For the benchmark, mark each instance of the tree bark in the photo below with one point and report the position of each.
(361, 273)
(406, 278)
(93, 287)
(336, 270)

## Stated task
Could you scale all of the lines above by rewriting them with the request line left unchanged and every point coordinate multiplied by 0.4 and rounded to a whole number, with halves rounded up?

## Task response
For the benchmark, mark each instance of the tree bark in the photo below with one point and report the position of each.
(144, 109)
(162, 111)
(37, 115)
(134, 108)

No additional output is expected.